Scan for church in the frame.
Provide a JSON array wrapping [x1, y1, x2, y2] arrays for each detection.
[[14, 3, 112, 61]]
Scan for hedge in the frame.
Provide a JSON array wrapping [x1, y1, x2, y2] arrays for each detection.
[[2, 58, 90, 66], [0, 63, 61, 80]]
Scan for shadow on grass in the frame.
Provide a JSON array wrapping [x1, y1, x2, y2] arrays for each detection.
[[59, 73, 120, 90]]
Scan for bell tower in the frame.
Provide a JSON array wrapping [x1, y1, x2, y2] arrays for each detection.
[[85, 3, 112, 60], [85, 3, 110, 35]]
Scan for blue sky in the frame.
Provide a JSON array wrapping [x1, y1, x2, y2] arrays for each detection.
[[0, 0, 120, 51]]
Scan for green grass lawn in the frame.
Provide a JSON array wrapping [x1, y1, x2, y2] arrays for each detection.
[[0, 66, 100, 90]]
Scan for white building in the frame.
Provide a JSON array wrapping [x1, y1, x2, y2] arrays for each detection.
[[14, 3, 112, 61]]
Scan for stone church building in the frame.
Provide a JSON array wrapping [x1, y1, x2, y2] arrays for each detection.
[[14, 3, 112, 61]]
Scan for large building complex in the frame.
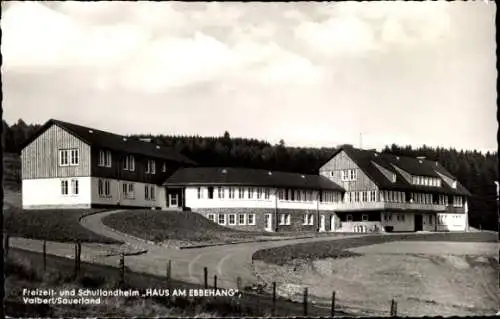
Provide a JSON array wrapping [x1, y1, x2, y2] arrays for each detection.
[[21, 120, 469, 232]]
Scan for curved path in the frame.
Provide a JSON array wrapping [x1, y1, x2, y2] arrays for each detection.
[[80, 211, 364, 288]]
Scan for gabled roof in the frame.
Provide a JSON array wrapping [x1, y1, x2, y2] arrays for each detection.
[[23, 119, 196, 165], [164, 167, 344, 192], [330, 146, 470, 195]]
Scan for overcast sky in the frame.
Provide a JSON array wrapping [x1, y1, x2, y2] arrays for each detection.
[[1, 1, 497, 151]]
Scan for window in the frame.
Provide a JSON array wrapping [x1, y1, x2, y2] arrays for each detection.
[[61, 181, 68, 195], [342, 169, 349, 181], [146, 160, 156, 174], [257, 188, 262, 199], [98, 150, 111, 167], [453, 196, 463, 207], [238, 214, 246, 225], [104, 180, 111, 197], [123, 155, 135, 172], [349, 169, 356, 181], [218, 214, 226, 225], [217, 187, 224, 199], [104, 180, 111, 197], [59, 150, 69, 166], [97, 179, 104, 197], [70, 149, 80, 165], [248, 214, 255, 225], [71, 179, 79, 195]]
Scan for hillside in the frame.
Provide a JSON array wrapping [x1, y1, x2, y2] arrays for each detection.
[[2, 120, 498, 230]]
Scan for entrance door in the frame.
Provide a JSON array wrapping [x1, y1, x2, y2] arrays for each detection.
[[330, 215, 336, 231], [265, 214, 273, 231], [415, 214, 423, 231], [319, 215, 326, 231], [168, 194, 179, 207]]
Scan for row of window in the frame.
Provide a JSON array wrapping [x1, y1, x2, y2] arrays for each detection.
[[197, 187, 342, 202], [59, 148, 80, 166], [437, 214, 463, 225], [208, 213, 255, 226], [61, 179, 80, 195], [412, 176, 441, 187], [340, 169, 357, 182], [98, 150, 167, 174]]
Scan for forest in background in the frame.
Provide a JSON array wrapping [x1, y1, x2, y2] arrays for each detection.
[[2, 120, 498, 231]]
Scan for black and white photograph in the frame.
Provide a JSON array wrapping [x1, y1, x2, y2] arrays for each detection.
[[0, 0, 500, 318]]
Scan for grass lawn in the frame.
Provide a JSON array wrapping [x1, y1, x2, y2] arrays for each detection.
[[252, 232, 498, 265], [3, 207, 118, 244], [4, 249, 340, 318], [103, 210, 328, 242]]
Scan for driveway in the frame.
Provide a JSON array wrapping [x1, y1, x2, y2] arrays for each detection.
[[11, 210, 359, 288]]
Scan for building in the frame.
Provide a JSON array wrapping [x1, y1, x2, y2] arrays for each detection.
[[319, 146, 470, 231], [164, 167, 344, 231], [21, 120, 470, 232], [21, 119, 195, 209]]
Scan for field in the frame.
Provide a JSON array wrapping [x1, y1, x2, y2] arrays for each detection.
[[5, 250, 263, 317], [102, 210, 332, 243], [253, 232, 498, 265], [3, 207, 119, 244], [254, 233, 500, 316]]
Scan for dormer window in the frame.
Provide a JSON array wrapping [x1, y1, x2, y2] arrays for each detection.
[[98, 150, 111, 167], [146, 160, 156, 174], [123, 155, 135, 172]]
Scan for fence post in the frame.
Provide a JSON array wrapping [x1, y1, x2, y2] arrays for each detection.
[[167, 260, 172, 290], [332, 290, 335, 318], [43, 240, 47, 272], [304, 287, 308, 317], [236, 276, 241, 291], [203, 267, 208, 289], [391, 299, 398, 317], [271, 281, 276, 317], [76, 242, 82, 273], [73, 243, 78, 279], [120, 253, 125, 286], [3, 234, 10, 258]]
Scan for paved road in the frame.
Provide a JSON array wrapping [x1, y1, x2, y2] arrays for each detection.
[[11, 211, 357, 288]]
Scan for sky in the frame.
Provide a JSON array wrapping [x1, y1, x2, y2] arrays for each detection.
[[1, 1, 498, 151]]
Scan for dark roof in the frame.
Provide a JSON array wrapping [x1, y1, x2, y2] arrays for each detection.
[[164, 167, 344, 191], [331, 146, 470, 195], [23, 119, 196, 165]]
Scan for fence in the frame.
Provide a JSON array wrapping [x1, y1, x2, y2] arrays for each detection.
[[4, 235, 398, 317]]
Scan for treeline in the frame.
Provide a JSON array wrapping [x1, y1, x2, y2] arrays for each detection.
[[2, 120, 498, 230], [383, 144, 498, 231]]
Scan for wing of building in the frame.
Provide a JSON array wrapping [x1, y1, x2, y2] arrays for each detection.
[[21, 119, 469, 232]]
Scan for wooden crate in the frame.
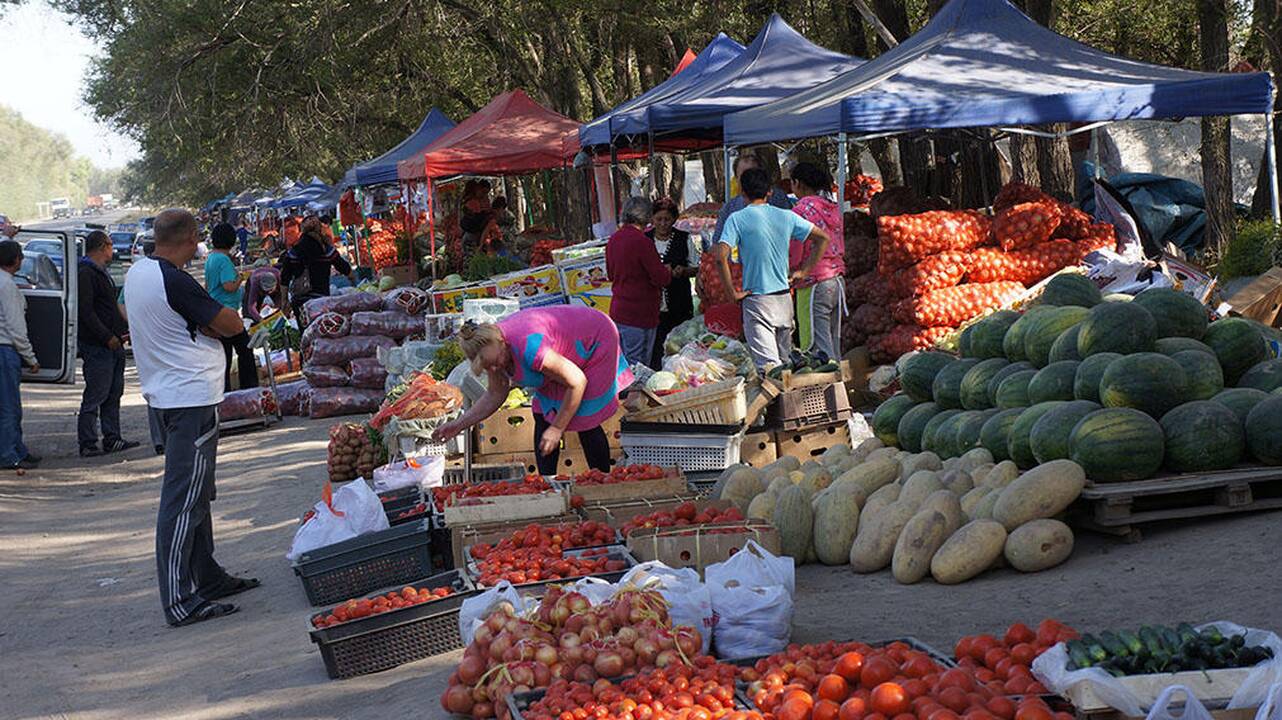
━━━━━━━━━━━━━━━━━━━━
### TASK DETAILS:
Rewrite every line of the records above, swapping "frame" for "image" and leaving everything else unchanged. Omit the pictures.

### RESULT OF THE TASK:
Scan for church in the image.
Provide a JSON array wrapping [x1, y1, x2, y2] arrays for each detection.
[[14, 3, 112, 61]]
Scan for hedge in the image.
Provide a JSON array wrapping [x1, y1, x2, y2] arrays for each detection.
[[2, 58, 90, 66], [0, 63, 61, 80]]
Scan for shadow on grass in the image.
Provide a JSON array wrapping [x1, y1, x2, y2] arrays for each detection.
[[59, 73, 120, 90]]
Scan for bell tower in the image.
Provide a JSON array wrapping [x1, y1, x2, y2] arrays for each detection.
[[85, 3, 112, 60], [85, 3, 110, 35]]
Scan for blue sky in the image.
Provide a JSON array wrapping [x1, y1, x2, y2] arrays for each detection.
[[0, 0, 120, 51]]
Scan for green grass lawn in the image.
Provide a JSON array wrapping [x1, y1, x2, y2] arrays for each detection.
[[0, 66, 100, 90]]
Scan for white building in the image.
Provide a JSON array wrapping [x1, y1, x2, y2] arrays for each detection.
[[14, 3, 112, 61]]
Scan for stone church building in the image.
Provide a JSON array wrapping [x1, y1, x2, y2] arrays for each detection.
[[14, 3, 112, 61]]
Scan for large building complex in the image.
Provide a JSON array wrapping [x1, y1, x2, y2] arrays for each detection.
[[21, 120, 469, 232]]
Scan for curved path in the image.
Provide a JSON array wrapping [x1, y1, x2, y2] arrays for each detection.
[[80, 211, 364, 288]]
Scan for gabled roof in the image.
Provide a JSON array wrapping [x1, y1, x2, y2] arrays for each detection.
[[23, 119, 196, 165], [164, 167, 344, 192], [330, 146, 470, 195]]
Scan for overcast sky in the image.
Provide a JSON array wrapping [x1, y1, x2, y2] arrays for each detection.
[[1, 1, 497, 151]]
Scan for window in the image.
Provide a JSON array wrapping [x1, y1, x2, y2] arrays for each detection.
[[61, 181, 68, 195], [342, 169, 349, 181], [146, 160, 156, 174], [257, 188, 262, 199], [98, 150, 111, 167], [453, 196, 463, 207], [238, 214, 246, 225], [104, 180, 111, 197], [123, 155, 135, 172], [349, 169, 356, 181], [218, 214, 226, 225], [217, 187, 224, 199], [104, 180, 111, 197], [59, 150, 69, 166], [97, 179, 104, 197], [70, 149, 80, 165], [248, 214, 255, 225], [71, 179, 79, 195]]
Scan for hillside in the image.
Provide a JSON array wrapping [x1, y1, x2, y2] arrays for each detection.
[[2, 120, 498, 230]]
Scan for entrance door in the image.
Provide a JSON array wrapping [x1, y1, x2, y2] arrays for each detection.
[[330, 215, 336, 231], [265, 214, 273, 231], [415, 214, 423, 231], [319, 215, 326, 231], [168, 194, 179, 207]]
Scan for row of window in the image.
Provide a JSON array wrapping [x1, y1, x2, y2] arrays for each detection.
[[197, 187, 342, 202], [59, 148, 80, 166], [437, 214, 463, 225], [208, 213, 255, 226], [61, 179, 80, 195], [412, 176, 441, 187], [340, 169, 357, 182], [98, 150, 167, 174]]
Scan for forest in background in the image.
Provide a JSON array wrapping [x1, y1, x2, y2] arrays for each detection.
[[2, 120, 498, 231]]
Scan for black and white photograph in the image.
Provide a JSON array wrapping [x1, y1, x2, y2] arrays for each detection.
[[0, 0, 500, 318]]
Scan for grass lawn in the image.
Provide a JSON array wrapping [x1, y1, x2, y2] arrays for each detection.
[[252, 232, 498, 265], [3, 207, 118, 244], [4, 249, 340, 318], [103, 210, 328, 242]]
Scan for driveway in the image.
Provide a JSON array wrapping [x1, y1, x2, y2] arrays for each detection.
[[11, 210, 359, 288]]
Scan for building in the image.
Provide a JSON array wrapping [x1, y1, x2, y2] arrays for each detection.
[[319, 146, 470, 231], [164, 167, 344, 231], [21, 120, 470, 232], [21, 119, 195, 209]]
Scan for field in the image.
Provide a JSON array wrapping [x1, y1, x2, y2] arrays for each detection.
[[5, 250, 263, 317], [102, 210, 332, 243], [253, 232, 498, 265], [3, 207, 119, 244], [254, 233, 500, 316]]
Scan for dormer window in the image.
Provide a JSON array wrapping [x1, y1, x2, y2] arrays for each detection.
[[98, 150, 111, 167], [146, 160, 156, 174], [123, 155, 135, 172]]
Scan for fence post in the image.
Provide a JSON array wrapping [x1, y1, x2, y2] arrays for each detection.
[[167, 260, 172, 290], [332, 290, 335, 318], [43, 240, 47, 272], [304, 287, 308, 317], [236, 276, 241, 291], [203, 267, 208, 289], [391, 299, 398, 317], [271, 281, 276, 317], [76, 242, 82, 273], [73, 243, 78, 279], [120, 253, 125, 286], [3, 234, 10, 258]]
Scan for paved road in the image.
Provide a JSON array wrapping [x1, y1, x2, y2] arrays for each detection.
[[11, 211, 357, 288]]
Scan for sky in the image.
Provide a JSON array wrapping [x1, y1, x2, y2] arrays for each detection.
[[1, 1, 498, 151]]
Scan for dark roof in the image.
Provide a JSON array wrapping [x1, y1, x2, y2] arrays for each detection.
[[164, 167, 344, 191], [331, 146, 470, 195], [23, 119, 196, 165]]
Scan for fence in the image.
Provide a JSON array wrapping [x1, y1, x2, y2] arrays for each detection.
[[4, 235, 398, 317]]
Scan for treeline in the image.
Provide a JSON array wrapping [x1, y1, x2, y2] arrays for each detection.
[[2, 120, 498, 230], [383, 144, 498, 231]]
Scan for wing of building in the image.
Provide a JSON array wrapping [x1, y1, x2, y2] arrays for each detection.
[[21, 119, 469, 232]]
Scan for wooden crate in the image.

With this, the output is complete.